*Direction*: Exactly repeat the full listing that follows.

%%

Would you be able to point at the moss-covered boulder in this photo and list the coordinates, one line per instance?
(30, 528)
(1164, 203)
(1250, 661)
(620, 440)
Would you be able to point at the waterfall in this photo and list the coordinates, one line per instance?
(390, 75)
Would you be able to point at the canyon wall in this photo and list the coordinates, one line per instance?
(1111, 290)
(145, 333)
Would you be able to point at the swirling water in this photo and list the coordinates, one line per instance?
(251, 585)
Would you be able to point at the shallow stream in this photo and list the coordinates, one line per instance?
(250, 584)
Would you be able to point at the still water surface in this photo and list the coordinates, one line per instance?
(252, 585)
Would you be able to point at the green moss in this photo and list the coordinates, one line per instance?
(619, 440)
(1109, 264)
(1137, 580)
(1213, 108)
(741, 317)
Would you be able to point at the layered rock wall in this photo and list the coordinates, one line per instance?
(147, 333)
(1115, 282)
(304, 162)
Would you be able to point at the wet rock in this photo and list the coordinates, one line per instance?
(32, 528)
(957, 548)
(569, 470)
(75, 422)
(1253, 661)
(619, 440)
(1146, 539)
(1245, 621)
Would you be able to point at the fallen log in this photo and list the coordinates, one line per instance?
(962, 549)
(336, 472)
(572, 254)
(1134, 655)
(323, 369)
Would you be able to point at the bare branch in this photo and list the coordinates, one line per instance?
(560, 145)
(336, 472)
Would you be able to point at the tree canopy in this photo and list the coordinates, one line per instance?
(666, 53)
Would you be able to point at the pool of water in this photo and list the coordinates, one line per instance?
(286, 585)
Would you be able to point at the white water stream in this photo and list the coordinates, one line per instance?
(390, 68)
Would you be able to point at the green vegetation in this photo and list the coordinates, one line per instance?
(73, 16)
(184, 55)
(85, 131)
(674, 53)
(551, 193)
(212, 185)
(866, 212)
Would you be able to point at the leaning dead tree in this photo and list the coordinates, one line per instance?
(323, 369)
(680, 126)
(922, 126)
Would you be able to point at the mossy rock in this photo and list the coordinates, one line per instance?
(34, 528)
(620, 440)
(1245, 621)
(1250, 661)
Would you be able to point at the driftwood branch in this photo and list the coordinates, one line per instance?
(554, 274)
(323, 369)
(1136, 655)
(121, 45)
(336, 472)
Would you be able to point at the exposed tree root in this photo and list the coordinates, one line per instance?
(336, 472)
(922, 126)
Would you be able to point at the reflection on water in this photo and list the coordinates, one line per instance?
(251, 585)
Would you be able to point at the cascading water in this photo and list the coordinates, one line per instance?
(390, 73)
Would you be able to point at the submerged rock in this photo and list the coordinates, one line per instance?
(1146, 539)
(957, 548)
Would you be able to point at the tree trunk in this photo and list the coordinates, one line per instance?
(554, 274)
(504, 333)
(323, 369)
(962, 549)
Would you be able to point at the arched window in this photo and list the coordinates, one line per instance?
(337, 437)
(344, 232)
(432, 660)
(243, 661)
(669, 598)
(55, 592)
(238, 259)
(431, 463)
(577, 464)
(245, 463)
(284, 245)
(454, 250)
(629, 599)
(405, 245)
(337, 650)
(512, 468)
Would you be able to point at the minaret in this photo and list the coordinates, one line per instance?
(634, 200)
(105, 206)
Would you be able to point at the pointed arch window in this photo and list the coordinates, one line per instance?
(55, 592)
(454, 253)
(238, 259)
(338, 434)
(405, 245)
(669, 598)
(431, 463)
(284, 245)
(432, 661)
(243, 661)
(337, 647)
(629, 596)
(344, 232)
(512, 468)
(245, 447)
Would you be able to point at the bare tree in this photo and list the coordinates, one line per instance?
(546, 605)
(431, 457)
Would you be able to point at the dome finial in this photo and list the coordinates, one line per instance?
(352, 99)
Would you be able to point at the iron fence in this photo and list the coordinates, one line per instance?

%%

*Solution for this exercise*:
Would you be able to point at the moss-covered boulder in this photo and list the coordinates, one line per instance?
(30, 528)
(1164, 203)
(1250, 661)
(620, 440)
Would you be able to point at the waterfall in this photo and list the coordinates, one line per instance?
(390, 75)
Would you be able to point at the canyon wall in this photo and list the coordinates, one line per instance?
(1111, 290)
(145, 333)
Would you be able to point at the swirling water in this photo and list the coordinates, one line per instance?
(251, 585)
Would you be able to point at the shallow stream in this photo and list the coordinates, one line per instance?
(250, 584)
Would you be able to point at the still water surface in this photo and list the coordinates, one line per instance?
(252, 585)
Would you be able to point at the green moss in this photo and list the coordinates, one line per instance?
(619, 440)
(1109, 264)
(1137, 580)
(1213, 108)
(741, 317)
Would you be able to point at the layered rock wall in this photo and list the coordinates, one line per instance?
(147, 333)
(1115, 282)
(304, 162)
Would you be able to point at the wet rock in this photo and list the coordinates, one line per instance?
(32, 528)
(957, 548)
(569, 470)
(75, 422)
(1253, 661)
(619, 440)
(1146, 539)
(1245, 621)
Would you be able to point at the fallen log in this photo and list the coordinates, one line per instance?
(962, 549)
(336, 472)
(572, 254)
(1134, 655)
(323, 369)
Would you be able to point at the bare branch in this photo and list the coordinates, one line per instance?
(560, 145)
(336, 472)
Would you be able to point at the tree canopy in this photo and list the coordinates, one line per instance?
(666, 53)
Would you be able to point at the pool of water in this photo and list the coordinates, one line per instance?
(286, 585)
Would you be able to point at the white water stream in this photo and list the coordinates, one line per instance?
(390, 68)
Would you be able to point at the green vegetation in this photo and list the coordinates, one line per instance?
(73, 16)
(184, 55)
(85, 131)
(674, 53)
(551, 193)
(212, 185)
(866, 212)
Would you be able to point at the leaning dead tree in this photo and list the coordinates, one line per instance?
(323, 369)
(680, 126)
(922, 126)
Would you be able to point at the mossy rock in this photo and list the coordinates, one line per instance?
(34, 528)
(620, 440)
(1245, 621)
(1250, 661)
Would you be able to point at the driftwood branch in this photo and list the coordinates, one line per instance?
(554, 274)
(323, 369)
(1136, 655)
(121, 45)
(336, 472)
Would you be able to point at the exposed tree root in this photo and list the coordinates, one line per instance?
(336, 472)
(922, 126)
Would you be able to point at the reflection on water in this photo and list the coordinates, one line per instance?
(251, 585)
Would you be able to point at the cascading water in this photo and list the coordinates, one line per instance?
(390, 73)
Would you be able to point at the submerged rock in this photo and list the coordinates, one line per instance?
(1146, 539)
(957, 548)
Would you be able to point at the tree trunk in this photo and list the coordinates, one line per instance?
(554, 274)
(504, 333)
(323, 369)
(962, 549)
Would you be able to point at the arched window in this photo and list the coordinates, one line per instance?
(337, 437)
(344, 232)
(432, 660)
(243, 661)
(669, 598)
(55, 592)
(238, 259)
(431, 463)
(577, 464)
(245, 463)
(284, 245)
(454, 250)
(629, 599)
(405, 245)
(337, 650)
(512, 468)
Would you be able to point at the minaret in this photo and list the coordinates, one line per instance?
(634, 200)
(105, 206)
Would you be able to point at the pointed arch window in this photo and list the coordinates, one line per instance?
(55, 592)
(454, 253)
(238, 259)
(338, 434)
(405, 245)
(669, 598)
(431, 463)
(284, 245)
(432, 661)
(243, 661)
(337, 647)
(629, 596)
(344, 232)
(512, 468)
(245, 447)
Would you be able to point at the bare tree in this photo and list the coordinates, one line per instance?
(546, 605)
(431, 457)
Would you be able to point at the dome finial in this photo and list the coordinates, one line per instance?
(352, 99)
Would you be able to point at the iron fence in this photo and list the coordinates, one line per instance?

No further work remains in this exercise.